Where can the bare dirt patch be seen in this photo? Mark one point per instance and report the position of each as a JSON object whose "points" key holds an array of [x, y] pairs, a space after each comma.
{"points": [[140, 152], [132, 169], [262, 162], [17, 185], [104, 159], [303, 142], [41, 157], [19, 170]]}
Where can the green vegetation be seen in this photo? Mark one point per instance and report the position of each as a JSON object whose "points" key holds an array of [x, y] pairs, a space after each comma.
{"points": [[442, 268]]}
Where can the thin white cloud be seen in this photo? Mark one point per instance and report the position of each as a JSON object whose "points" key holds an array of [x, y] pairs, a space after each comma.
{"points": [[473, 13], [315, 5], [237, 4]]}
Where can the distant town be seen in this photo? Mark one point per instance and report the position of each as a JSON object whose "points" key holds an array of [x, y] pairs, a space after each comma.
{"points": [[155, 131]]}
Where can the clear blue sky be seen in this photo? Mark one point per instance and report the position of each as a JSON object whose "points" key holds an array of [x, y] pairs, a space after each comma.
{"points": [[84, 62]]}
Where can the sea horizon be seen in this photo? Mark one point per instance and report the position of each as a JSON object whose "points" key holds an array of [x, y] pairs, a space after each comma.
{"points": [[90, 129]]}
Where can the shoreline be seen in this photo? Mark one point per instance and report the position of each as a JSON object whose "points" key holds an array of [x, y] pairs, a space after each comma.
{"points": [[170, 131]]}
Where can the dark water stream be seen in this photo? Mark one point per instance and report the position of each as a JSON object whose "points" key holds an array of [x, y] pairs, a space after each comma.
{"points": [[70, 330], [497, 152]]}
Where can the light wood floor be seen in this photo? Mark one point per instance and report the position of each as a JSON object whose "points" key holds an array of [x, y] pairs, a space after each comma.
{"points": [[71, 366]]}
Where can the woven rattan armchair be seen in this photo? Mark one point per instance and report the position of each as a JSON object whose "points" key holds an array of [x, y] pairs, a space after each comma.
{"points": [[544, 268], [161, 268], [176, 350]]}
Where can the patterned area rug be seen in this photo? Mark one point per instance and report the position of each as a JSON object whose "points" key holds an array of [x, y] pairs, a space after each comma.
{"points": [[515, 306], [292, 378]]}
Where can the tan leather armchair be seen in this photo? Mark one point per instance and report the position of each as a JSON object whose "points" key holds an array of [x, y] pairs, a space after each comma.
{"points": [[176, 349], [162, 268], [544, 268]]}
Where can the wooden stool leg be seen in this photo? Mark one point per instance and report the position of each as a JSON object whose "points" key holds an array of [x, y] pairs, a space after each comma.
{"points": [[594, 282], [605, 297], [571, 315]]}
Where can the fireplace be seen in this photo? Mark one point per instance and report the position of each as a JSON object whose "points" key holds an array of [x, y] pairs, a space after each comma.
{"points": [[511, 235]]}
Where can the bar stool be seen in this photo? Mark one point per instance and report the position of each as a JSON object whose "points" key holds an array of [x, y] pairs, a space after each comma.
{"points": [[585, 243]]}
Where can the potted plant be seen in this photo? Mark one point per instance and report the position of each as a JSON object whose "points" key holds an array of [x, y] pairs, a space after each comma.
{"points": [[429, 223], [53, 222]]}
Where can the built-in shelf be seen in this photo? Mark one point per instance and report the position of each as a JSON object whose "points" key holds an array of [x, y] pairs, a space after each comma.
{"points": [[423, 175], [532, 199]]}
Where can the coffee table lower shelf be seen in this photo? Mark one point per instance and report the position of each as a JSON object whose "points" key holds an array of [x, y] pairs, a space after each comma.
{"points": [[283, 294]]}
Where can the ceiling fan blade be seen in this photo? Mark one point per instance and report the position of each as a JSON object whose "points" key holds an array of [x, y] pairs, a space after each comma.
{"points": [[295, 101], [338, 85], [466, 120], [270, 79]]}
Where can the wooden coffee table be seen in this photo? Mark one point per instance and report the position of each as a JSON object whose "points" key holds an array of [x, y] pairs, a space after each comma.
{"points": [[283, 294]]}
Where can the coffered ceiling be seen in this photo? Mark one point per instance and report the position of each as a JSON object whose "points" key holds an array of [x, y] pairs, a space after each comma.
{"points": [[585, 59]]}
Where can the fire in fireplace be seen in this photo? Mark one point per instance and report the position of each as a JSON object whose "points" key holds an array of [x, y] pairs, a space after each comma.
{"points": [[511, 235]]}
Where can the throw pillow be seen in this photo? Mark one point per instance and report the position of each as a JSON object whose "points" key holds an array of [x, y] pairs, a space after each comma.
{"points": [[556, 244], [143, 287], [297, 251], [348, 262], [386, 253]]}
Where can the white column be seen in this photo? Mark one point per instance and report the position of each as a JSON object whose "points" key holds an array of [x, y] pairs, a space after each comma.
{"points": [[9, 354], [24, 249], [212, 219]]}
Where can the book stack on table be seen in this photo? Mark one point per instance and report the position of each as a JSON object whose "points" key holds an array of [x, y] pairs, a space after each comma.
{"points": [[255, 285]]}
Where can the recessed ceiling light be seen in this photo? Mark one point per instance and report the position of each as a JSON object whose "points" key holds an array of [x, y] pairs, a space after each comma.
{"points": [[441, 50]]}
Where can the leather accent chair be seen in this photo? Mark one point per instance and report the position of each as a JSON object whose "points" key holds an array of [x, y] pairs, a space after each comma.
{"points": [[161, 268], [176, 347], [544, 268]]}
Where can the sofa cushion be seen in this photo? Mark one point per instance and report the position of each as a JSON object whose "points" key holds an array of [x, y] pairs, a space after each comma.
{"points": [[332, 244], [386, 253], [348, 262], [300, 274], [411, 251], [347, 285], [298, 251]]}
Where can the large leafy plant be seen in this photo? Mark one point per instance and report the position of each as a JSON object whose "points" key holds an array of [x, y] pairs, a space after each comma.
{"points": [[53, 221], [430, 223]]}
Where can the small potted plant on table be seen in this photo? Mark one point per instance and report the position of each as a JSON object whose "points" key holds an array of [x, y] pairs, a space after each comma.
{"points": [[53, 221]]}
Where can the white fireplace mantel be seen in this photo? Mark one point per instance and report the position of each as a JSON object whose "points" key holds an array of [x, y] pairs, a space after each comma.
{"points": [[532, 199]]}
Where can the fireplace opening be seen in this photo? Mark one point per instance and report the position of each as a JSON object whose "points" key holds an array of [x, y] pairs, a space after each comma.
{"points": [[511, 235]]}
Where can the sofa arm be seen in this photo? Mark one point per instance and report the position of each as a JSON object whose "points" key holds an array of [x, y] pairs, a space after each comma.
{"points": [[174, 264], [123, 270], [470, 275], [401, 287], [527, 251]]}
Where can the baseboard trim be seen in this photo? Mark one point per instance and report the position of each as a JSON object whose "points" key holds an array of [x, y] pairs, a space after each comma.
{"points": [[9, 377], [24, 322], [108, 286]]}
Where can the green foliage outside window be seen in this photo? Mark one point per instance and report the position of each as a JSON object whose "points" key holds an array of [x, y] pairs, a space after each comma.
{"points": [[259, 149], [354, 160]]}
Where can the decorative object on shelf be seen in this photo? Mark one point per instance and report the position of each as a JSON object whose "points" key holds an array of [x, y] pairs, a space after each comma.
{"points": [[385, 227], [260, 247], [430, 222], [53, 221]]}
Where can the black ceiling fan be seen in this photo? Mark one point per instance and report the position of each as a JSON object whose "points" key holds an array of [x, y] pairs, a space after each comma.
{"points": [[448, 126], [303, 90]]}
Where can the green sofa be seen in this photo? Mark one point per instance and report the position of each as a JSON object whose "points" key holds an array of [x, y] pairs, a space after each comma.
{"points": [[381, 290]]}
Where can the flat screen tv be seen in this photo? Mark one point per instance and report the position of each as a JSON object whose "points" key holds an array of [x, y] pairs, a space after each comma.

· · · · ·

The entries are to be repeated exactly, with nothing altered.

Where can the bare dirt patch be seen in this photo? Mark one point per instance and report the position of each as a JSON object whose "points" key holds an array of [x, y] pairs, a space after each comma.
{"points": [[140, 152], [132, 169], [262, 162], [17, 185], [104, 159], [303, 142], [41, 157], [19, 170]]}
Where can the green vegetation be seen in this photo? Mark one point per instance and report the position of each as a JSON object whose "points" key holds an array of [x, y] pairs, a space after each comma.
{"points": [[442, 268]]}
Where can the thin white cloud be seen in this photo? Mark one point per instance and report the position of each as a JSON object whose "points" key holds an array of [x, y] pairs, a space after each comma.
{"points": [[473, 13], [315, 5], [237, 4]]}
Where can the distant town be seen in this photo? Mark one point per instance and report the position of each as a JSON object whose "points" key holds an array of [x, y] pairs, a space after each comma.
{"points": [[155, 131]]}
Where can the clear blue sky be seen in this photo? Mark one point per instance and report the position of each as a JSON object whose "points" key holds an array of [x, y] pairs, a space after each comma.
{"points": [[84, 62]]}
Where can the sea horizon be seen in this photo? Mark one point per instance and report the position of each as a JSON object whose "points" key holds an array of [x, y] pairs, a space after each comma.
{"points": [[90, 129]]}
Where can the shoreline be seen in this photo? Mark one point per instance and report the position of each as a JSON object whose "points" key holds an array of [x, y] pairs, a space after each comma.
{"points": [[170, 131]]}
Where can the dark water stream be seen in this photo? Mark one point per instance and report the position of each as a JSON object whose "points" key holds an array of [x, y] pairs, a space after each comma.
{"points": [[70, 330], [497, 152]]}
Where can the light wood floor be seen in this photo? Mark one point per instance and report the position of each as a JSON object whose "points" key holds an array of [x, y] pairs, a space after each comma.
{"points": [[71, 366]]}
Where can the woven rattan armchair be seen in this photo? Mark one point per instance and report the position of each as a JSON object whose "points" key holds an array of [x, y] pairs, a space after each comma.
{"points": [[544, 268], [161, 268], [176, 350]]}
Where can the patterned area rug be seen in this photo? Mark one point per instance and report the position of each as a JSON object whose "points" key holds an array of [x, y] pairs, a space after each comma.
{"points": [[515, 306], [292, 378]]}
Where can the tan leather armchair be seen in this photo? Mark one point per instance and report the position of each as a JSON object whose "points" key holds an array of [x, y] pairs, a space after each comma.
{"points": [[176, 349], [162, 268], [544, 268]]}
Where can the wooden stool leg be seen in this photo? Mark one point per instance and report the position of each as a JSON object whose "points" key holds an array of [x, y] pairs, a space after each comma.
{"points": [[594, 282], [605, 297], [571, 315]]}
Where can the fireplace be seen in this photo? Mark one point per instance and report the position of each as a JSON object whose "points" key holds an array of [x, y] pairs, a space after each comma.
{"points": [[511, 235]]}
Where can the bar stool be seen in this photo? Mark one point per instance and report the position of each as a JSON object whose "points" key holds an array of [x, y] pairs, a space after each comma.
{"points": [[585, 243]]}
Where can the potted plant be seen in this photo? Mark one point per instance and report the position of each as a JSON object whose "points" key holds an array of [x, y] pairs, a space after each comma.
{"points": [[429, 223], [53, 222]]}
Where can the built-in shelf be seen in this photo? Mark one point per instance and report the position of each as a JSON object whose "points" key holds an array of [x, y] pairs, a space after each comma.
{"points": [[423, 175], [532, 199]]}
Where can the coffee table lower shelf be seen in this photo? Mark one point per instance and report the position of each as a JSON object whose "points" key holds an array of [x, y] pairs, a space after each comma.
{"points": [[283, 294]]}
Where can the ceiling fan blade be seen in this photo? Mark one point per instance and report the position of each as a JSON object whose "points" key holds an array of [x, y] pairs, a space after each comma.
{"points": [[295, 101], [338, 85], [466, 120], [270, 79]]}
Where can the wooden coffee table be seen in this photo? Mark one point per instance and report the position of each as a JSON object whose "points" key holds an array of [x, y] pairs, a space after each comma.
{"points": [[283, 294]]}
Where can the coffered ceiling be seen in this photo? Mark one point per instance and report the position of each as a JSON object whose "points" key holds an array of [x, y] pairs, a space after each comma.
{"points": [[585, 59]]}
Where can the fire in fireplace be seen in this photo? Mark one point per instance and report the position of each as a JSON object whose "points" key holds an array of [x, y] pairs, a space after each comma.
{"points": [[511, 235]]}
Where can the throw pillow be seen in this photo? Mark one point per instance and report the position of each as a JSON object whose "points" key holds an array of [x, y] pairs, a space after each comma.
{"points": [[556, 244], [143, 287], [297, 251], [348, 262], [386, 253]]}
Where can the white column be seen in this photo? Mark one point per instance and report the position of each as a JSON object whose "points" key holds an array of [x, y] pairs, a space after each comma.
{"points": [[9, 354], [24, 249], [212, 219]]}
Where can the book stack on table be seen in this photo? Mark one point per instance and report the position of each as a JSON object whose "points" key holds an array of [x, y] pairs, a space after each comma.
{"points": [[255, 285]]}
Where can the recessed ceiling light be seen in this photo? Mark one point per instance and report the position of each as a JSON object whose "points" key holds an array of [x, y] pairs, a space after each comma.
{"points": [[441, 50]]}
Where can the leather accent chair be seen in this photo? Mark one point per instance and report the position of each as a JSON object whose "points" key holds an array of [x, y] pairs, a space after each comma.
{"points": [[161, 268], [176, 347], [544, 268]]}
Where can the sofa cushion be seen in this photo? Mark one point per instance and report the position of each as a JSON object whose "points" key holds an array of [x, y] pairs, a space after each comma.
{"points": [[332, 244], [386, 253], [348, 262], [300, 274], [411, 251], [347, 285], [298, 251]]}
Where can the large leafy plant be seen in this photo? Mark one point per instance and report the position of each as a JSON object whose "points" key holds an array of [x, y] pairs, a space after each comma.
{"points": [[53, 221], [430, 223]]}
Where can the small potted plant on table be seen in this photo? Mark one point per instance and report the position of each as a JSON object whose "points" key holds an array of [x, y] pairs, a space after each comma.
{"points": [[53, 221]]}
Where can the white fireplace mantel be seen in this photo? Mark one point per instance and report the position of each as a JSON object whose "points" key holds an array of [x, y] pairs, a space after each comma.
{"points": [[532, 199]]}
Where can the fireplace opening be seen in this photo? Mark one point per instance and report the position of each as a JSON object whose "points" key holds an array of [x, y] pairs, a space after each comma.
{"points": [[511, 235]]}
Where can the sofa arm be seen in this photo? Mark one point per instance and report the position of each as a JSON object whose "points" key holds an array of [x, y] pairs, a space after each comma.
{"points": [[174, 264], [123, 270], [470, 275], [401, 287], [527, 251]]}
Where can the baseboard trim be seen in this photo? Mark one point per instance and report the position of each as a JSON object whose "points" key holds an array of [x, y] pairs, a space after each comma.
{"points": [[9, 377], [24, 322], [108, 286]]}
Where can the green foliage outside window be seen in this photo? Mark one point per instance and report the position of each as a JSON object whose "points" key holds an array of [x, y] pairs, a space after each comma.
{"points": [[259, 149], [354, 160]]}
Where can the decorative object on shelf be seen in this photo? Mark one point per instance and report the position of each as a JSON object whose "points" key holds an array of [x, y] pairs, a space after each comma.
{"points": [[385, 227], [260, 247], [430, 222], [53, 221]]}
Where can the black ceiling fan be seen in this photo? Mark one point per instance and report the position of each as a JSON object whose "points" key holds an array of [x, y] pairs, a space after each comma.
{"points": [[448, 126], [303, 90]]}
Where can the green sofa be seen in this photo? Mark one point per instance and report the position of each as a JSON object whose "points" key holds an array of [x, y] pairs, a space after each comma.
{"points": [[381, 290]]}
Where can the flat screen tv be seen in this photo? Mark one point per instance and report the position of each as a JSON object whose "points" key holds an array of [x, y] pairs, a space after each comma.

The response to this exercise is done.